● **TEXT PASSAGE**
--------
This dynamic is well recognised in psychology. Belief is often consolidated through action rather than evidence. The more effort someone invests — particularly when that effort involves persuading others — the harder it becomes to step back and reassess.

Why It Can Feel Positive at First

It is important to acknowledge that participation is not universally negative. Many people experience genuine benefits, particularly early on. These can include increased confidence, a sense of purpose, reduced isolation, and renewed motivation. From a psychological perspective, this is understandable. Humans thrive when they experience belonging, validation, and structure.

For individuals who have felt unseen or undervalued — particularly during periods of transition — these experiences can feel meaningful and restorative. Dismissing this as illusion would be inaccurate and unfair. The emotional benefits are often real.

When It Becomes Harmful

Difficulties tend to arise when those benefits become conditional. When belonging is tied to constant positivity, ongoing payment, or continued recruitment, the experience can shift from supportive to pressurised. When financial outcomes fail to match expectations, individuals may experience cognitive dissonance — the discomfort that arises when reality conflicts with belief.
--------
● **DATASET EXTRACT**
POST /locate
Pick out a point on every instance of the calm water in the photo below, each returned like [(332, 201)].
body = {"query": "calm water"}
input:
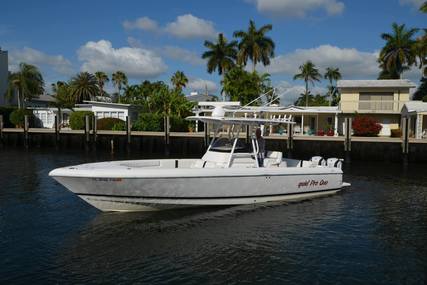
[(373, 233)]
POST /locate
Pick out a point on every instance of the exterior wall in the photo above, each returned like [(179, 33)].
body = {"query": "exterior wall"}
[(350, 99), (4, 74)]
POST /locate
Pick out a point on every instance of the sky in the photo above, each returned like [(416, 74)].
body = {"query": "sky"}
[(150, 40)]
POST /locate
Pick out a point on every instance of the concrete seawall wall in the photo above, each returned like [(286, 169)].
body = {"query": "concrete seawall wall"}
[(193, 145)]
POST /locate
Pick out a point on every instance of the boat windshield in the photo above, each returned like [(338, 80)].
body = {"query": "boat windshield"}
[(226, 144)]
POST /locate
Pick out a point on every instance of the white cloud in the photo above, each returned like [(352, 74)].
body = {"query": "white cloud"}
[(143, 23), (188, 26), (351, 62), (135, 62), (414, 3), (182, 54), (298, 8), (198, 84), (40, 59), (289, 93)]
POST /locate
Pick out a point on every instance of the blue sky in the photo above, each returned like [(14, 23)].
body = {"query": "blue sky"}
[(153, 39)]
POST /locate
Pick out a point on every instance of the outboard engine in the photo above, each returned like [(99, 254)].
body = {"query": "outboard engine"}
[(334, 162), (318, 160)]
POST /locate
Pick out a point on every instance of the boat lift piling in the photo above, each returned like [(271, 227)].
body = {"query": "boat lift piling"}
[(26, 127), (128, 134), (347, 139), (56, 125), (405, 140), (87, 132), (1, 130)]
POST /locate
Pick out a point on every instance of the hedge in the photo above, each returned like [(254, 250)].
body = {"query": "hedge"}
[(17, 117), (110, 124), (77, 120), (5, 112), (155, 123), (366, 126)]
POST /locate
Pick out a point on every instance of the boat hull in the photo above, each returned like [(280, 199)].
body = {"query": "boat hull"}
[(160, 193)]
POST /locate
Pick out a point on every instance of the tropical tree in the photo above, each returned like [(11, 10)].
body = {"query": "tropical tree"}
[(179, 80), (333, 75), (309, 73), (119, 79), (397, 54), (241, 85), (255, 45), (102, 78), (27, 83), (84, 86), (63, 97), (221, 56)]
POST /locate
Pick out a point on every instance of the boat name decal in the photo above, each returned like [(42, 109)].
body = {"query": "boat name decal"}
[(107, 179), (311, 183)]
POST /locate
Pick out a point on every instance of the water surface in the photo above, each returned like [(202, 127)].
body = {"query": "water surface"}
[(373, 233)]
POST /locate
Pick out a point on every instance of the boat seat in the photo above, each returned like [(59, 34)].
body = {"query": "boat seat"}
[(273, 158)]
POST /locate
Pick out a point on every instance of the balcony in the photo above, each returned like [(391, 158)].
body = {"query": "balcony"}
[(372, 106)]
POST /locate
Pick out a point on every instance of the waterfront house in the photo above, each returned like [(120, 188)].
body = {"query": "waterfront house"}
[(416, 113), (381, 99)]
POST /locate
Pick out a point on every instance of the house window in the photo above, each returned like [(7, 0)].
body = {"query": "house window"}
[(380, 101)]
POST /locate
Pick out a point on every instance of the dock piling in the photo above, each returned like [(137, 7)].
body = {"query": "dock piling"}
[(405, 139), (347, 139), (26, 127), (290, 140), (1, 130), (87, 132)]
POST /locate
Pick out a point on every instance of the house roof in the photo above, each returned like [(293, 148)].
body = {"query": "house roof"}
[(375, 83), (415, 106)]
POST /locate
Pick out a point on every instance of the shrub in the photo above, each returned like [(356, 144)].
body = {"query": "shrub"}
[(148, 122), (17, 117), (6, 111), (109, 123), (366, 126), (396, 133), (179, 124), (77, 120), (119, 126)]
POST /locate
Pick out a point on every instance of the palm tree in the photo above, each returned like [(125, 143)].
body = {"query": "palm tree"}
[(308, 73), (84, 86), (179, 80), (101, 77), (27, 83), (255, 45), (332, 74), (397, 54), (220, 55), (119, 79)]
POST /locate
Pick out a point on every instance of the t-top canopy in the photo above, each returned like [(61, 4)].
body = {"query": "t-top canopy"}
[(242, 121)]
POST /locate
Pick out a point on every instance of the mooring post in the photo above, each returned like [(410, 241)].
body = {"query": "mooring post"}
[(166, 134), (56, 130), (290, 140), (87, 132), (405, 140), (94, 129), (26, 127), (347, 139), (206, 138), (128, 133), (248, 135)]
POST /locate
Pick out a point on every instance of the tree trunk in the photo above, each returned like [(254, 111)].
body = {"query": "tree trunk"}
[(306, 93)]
--------
● **PROBLEM**
Answer these from the passage on the benefits and harms of participation:
(a) Belief is often consolidated through what, rather than through evidence?
(b) Which benefits does it list that people may experience early on?
(c) How does it define cognitive dissonance?

● **OUTPUT**
(a) Action.
(b) Increased confidence, a sense of purpose, reduced isolation, and renewed motivation.
(c) The discomfort that arises when reality conflicts with belief.